Recorded data

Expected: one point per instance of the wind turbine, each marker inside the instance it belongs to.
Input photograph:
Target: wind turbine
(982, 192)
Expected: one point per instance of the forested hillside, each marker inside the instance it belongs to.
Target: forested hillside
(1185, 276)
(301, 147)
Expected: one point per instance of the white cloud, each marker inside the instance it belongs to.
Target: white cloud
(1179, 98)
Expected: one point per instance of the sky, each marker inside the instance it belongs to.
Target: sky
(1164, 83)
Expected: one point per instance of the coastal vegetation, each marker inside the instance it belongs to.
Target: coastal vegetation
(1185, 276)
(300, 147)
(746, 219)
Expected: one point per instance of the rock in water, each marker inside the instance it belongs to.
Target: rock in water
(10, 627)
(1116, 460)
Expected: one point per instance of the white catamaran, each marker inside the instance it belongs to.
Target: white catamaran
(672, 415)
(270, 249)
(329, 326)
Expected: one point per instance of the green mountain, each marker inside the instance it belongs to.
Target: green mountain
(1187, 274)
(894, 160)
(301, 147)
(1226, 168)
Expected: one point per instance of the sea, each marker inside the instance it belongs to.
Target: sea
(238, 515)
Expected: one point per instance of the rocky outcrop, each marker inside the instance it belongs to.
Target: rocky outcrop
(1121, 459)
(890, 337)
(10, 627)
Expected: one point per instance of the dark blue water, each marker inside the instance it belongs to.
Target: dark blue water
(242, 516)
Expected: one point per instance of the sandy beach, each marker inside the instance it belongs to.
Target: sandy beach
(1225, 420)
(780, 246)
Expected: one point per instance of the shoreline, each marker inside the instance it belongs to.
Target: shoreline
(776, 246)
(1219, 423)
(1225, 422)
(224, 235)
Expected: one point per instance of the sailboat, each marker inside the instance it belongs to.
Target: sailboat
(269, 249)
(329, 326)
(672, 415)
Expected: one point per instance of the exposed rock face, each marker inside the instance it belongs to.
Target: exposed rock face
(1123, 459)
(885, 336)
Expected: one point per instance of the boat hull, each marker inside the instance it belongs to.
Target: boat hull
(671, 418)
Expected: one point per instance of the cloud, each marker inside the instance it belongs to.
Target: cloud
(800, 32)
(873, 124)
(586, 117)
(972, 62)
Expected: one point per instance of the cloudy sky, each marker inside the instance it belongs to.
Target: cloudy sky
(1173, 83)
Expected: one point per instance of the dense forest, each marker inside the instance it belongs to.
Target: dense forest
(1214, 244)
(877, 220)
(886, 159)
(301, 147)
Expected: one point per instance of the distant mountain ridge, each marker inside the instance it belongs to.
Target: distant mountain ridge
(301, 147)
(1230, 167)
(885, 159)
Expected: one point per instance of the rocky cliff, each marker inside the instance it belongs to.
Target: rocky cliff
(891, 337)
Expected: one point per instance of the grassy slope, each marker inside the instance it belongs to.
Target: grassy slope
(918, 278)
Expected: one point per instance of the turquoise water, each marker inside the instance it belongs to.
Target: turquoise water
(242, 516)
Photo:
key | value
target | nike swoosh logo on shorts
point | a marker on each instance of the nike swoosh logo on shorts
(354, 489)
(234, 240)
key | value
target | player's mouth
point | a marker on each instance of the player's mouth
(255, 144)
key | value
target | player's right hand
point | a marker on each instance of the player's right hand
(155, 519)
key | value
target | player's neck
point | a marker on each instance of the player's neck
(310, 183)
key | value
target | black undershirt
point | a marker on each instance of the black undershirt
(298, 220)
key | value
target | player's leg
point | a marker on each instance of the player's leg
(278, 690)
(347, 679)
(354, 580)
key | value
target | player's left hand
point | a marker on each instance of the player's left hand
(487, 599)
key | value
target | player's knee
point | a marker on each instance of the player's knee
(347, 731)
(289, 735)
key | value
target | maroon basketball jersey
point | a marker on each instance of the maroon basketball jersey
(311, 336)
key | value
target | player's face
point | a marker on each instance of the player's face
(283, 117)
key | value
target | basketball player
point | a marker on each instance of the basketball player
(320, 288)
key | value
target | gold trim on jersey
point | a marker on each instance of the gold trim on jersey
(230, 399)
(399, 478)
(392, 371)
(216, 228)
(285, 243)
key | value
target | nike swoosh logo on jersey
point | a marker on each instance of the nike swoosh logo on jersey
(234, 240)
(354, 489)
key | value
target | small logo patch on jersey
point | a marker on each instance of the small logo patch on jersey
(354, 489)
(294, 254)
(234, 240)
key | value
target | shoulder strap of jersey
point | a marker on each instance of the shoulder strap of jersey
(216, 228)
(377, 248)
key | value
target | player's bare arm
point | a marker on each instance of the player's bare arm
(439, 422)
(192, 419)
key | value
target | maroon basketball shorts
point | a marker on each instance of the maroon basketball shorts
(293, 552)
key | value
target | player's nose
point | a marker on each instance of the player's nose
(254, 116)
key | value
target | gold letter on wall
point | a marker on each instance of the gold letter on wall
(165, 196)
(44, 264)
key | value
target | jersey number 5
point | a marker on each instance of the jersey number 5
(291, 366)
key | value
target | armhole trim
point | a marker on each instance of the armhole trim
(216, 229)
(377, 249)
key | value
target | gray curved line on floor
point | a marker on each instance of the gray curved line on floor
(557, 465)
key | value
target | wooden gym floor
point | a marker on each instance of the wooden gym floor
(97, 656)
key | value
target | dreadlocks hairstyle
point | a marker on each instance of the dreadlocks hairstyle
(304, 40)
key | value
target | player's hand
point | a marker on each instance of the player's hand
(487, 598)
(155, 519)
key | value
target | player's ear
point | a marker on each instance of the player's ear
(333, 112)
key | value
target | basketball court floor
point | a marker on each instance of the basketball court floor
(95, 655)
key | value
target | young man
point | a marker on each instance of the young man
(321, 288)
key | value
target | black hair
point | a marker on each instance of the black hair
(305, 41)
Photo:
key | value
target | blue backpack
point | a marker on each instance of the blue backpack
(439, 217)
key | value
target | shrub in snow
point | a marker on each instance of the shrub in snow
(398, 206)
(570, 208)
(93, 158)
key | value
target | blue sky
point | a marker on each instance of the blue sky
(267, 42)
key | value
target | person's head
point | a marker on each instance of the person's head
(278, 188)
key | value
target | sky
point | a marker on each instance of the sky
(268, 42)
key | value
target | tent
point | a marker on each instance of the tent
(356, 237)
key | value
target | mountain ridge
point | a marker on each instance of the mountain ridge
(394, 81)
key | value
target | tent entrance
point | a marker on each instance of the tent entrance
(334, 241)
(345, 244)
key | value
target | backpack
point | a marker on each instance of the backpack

- [HOW TO COMPLETE THIS TASK] Please transcribe the records above in full, keeping every word.

- [SOLVED PROBLEM]
Expected: one point per instance of the wind turbine, each marker inside the instance it belongs to.
Input photograph:
Target: wind turbine
(982, 192)
Expected: one point per instance of the forested hillside, each marker inside the instance it belongs to.
Target: forested hillside
(1185, 276)
(301, 147)
Expected: one point per instance of the white cloud, each marker inside the instance it belongs to.
Target: white cloud
(1179, 98)
Expected: one point per instance of the sky, each marker inside the instance it belongs to.
Target: sky
(1164, 83)
Expected: one point per instance of the coastal vegetation, each marker inside the instance it belongs to.
Target: coastal vegetation
(1185, 276)
(300, 147)
(746, 219)
Expected: one point per instance of the rock in water, each marker inside the instance it belongs to.
Target: rock in water
(10, 627)
(1116, 460)
Expected: one point per instance of the white catamaran, each marker inside the instance it belongs to.
Target: white catamaran
(672, 415)
(270, 249)
(329, 326)
Expected: one point per instance of the green mountain, each marker inside the instance it belongs to.
Target: green mountain
(1187, 274)
(894, 160)
(301, 147)
(1226, 168)
Expected: one point per instance of the sea, each marker inside the instance it belongs to.
Target: sea
(238, 515)
Expected: one point per instance of the rocky outcrop, each marker inside the instance it belongs to.
Target: rocky outcrop
(1121, 459)
(890, 337)
(10, 627)
Expected: one point per instance of the dark blue water, each marker inside the instance it belongs to.
Target: dark blue water
(242, 516)
Expected: one point per instance of the sandy beach, each marker inside the instance it belongs to.
Target: sandy beach
(1225, 420)
(780, 246)
Expected: one point per instance of the shoreline, each marker inside the instance it belongs to.
Target: shoreline
(776, 246)
(1219, 423)
(1225, 422)
(224, 235)
Expected: one point per instance of the sailboat, each marker inside the instance it belongs to.
Target: sailboat
(269, 249)
(329, 326)
(672, 415)
Expected: one point per instance of the exposed rock face, each marker inside the instance it belongs to.
Target: exposed rock face
(1123, 459)
(885, 336)
Expected: one point per instance of the boat hull, each marker inside the instance it belongs to.
Target: boat hull
(671, 418)
Expected: one point per instance of the cloud, each marker inside the instance it belongs to.
Target: cloud
(800, 32)
(873, 124)
(586, 117)
(972, 62)
Expected: one point per instance of the cloudy sky, each marker inside the instance it belongs to.
Target: cloudy sky
(1173, 83)
Expected: one point per instance of the dense forest, each marker inside the instance it belongs to.
Target: dense forest
(1214, 244)
(877, 220)
(886, 159)
(301, 147)
Expected: one point per instance of the distant mountain ridge, each marker inside the instance it belongs to.
Target: distant mountain ridge
(301, 147)
(1230, 167)
(885, 159)
Expected: one point per instance of the rocky cliff, each marker inside the instance it belongs to.
Target: rocky cliff
(891, 337)
Expected: one point per instance of the grassy slope, each marker inside the instance it belongs to.
Target: grassy slope
(918, 278)
Expected: one point per instance of the turquoise water, each marker inside the instance it belongs to.
Target: turquoise water
(242, 516)
Photo:
key | value
target | nike swoosh logo on shorts
point | a marker on each instance of the nike swoosh logo on shorts
(354, 489)
(234, 240)
key | value
target | player's mouth
point | a marker on each instance of the player's mouth
(255, 144)
key | value
target | player's right hand
point | a marker on each instance of the player's right hand
(155, 519)
key | value
target | player's neck
point | a marker on each instance of the player's neck
(310, 183)
key | value
target | black undershirt
point | a marker on each instance of the black undershirt
(298, 220)
key | value
target | player's leg
point | a marker on each instance of the player's leg
(278, 690)
(347, 679)
(354, 580)
key | value
target | player's left hand
point | a marker on each instance of the player's left hand
(487, 599)
key | value
target | player's knee
point | a marker on each instance of the player's knee
(347, 731)
(289, 735)
key | value
target | maroon basketball jersey
point | a marker on each instance of the maroon basketball jersey
(311, 336)
key | value
target | player's face
point | a marker on each instance of the player's face
(283, 117)
key | value
target | basketball player
point | a marker on each instance of the basketball player
(320, 288)
key | value
target | gold trim on jersey
point | a marker on each instance of the gold trim on jersey
(230, 399)
(399, 478)
(392, 371)
(216, 228)
(285, 243)
key | value
target | nike swoosh logo on jersey
point | a marker on each instance of the nike swoosh logo on jersey
(234, 240)
(354, 489)
key | value
target | small logo patch on jersey
point | a marker on each instance of the small logo patch on jersey
(354, 489)
(294, 254)
(234, 240)
key | value
target | shoulder strap of jersey
point | a marker on each instance of the shoulder strap of jersey
(216, 228)
(377, 248)
key | value
target | player's bare arm
point | a marker on each instance of the player's bare arm
(439, 422)
(192, 419)
key | value
target | maroon basketball shorts
point | a marker on each instance of the maroon basketball shorts
(293, 552)
key | value
target | player's nose
point | a marker on each instance of the player's nose
(254, 116)
key | value
target | gold letter on wall
point | a marker on each instance of the gold letter on wall
(165, 196)
(44, 264)
key | value
target | jersey number 5
point | a marker on each instance of the jersey number 5
(291, 366)
key | value
target | armhole trim
point | a marker on each instance of the armhole trim
(216, 229)
(377, 249)
key | value
target | gray curved line on floor
point | a marker on each instance of the gray curved line on floor
(557, 465)
key | value
target | wooden gym floor
point | a marker on each instance of the wooden gym floor
(97, 656)
key | value
target | dreadlocks hairstyle
point | a marker on each instance of the dreadlocks hairstyle
(304, 40)
key | value
target | player's hand
point | a marker on each instance of the player's hand
(487, 598)
(155, 519)
key | value
target | player's ear
point | a marker on each instance of the player's ear
(333, 112)
key | value
target | basketball court floor
point | a marker on each instance of the basketball court floor
(95, 655)
key | value
target | young man
point | a marker on each instance of the young man
(321, 288)
key | value
target | black hair
point | a marker on each instance of the black hair
(305, 41)
Photo:
key | value
target | blue backpack
point | a marker on each instance of the blue backpack
(439, 217)
key | value
target | shrub in snow
point | a marker on each instance of the shrub in snow
(398, 206)
(570, 208)
(93, 158)
key | value
target | blue sky
point | a marker on each instance of the blue sky
(267, 42)
key | value
target | person's head
point | a marker on each instance of the person's head
(278, 188)
key | value
target | sky
point | a marker on each instance of the sky
(268, 42)
key | value
target | tent
point | a marker on each instance of the tent
(356, 237)
key | value
target | mountain ridge
point | a marker on each instance of the mountain ridge
(394, 81)
key | value
target | tent entrance
point | a marker on each instance of the tent entrance
(334, 241)
(345, 244)
key | value
target | backpack
point | a marker on each instance of the backpack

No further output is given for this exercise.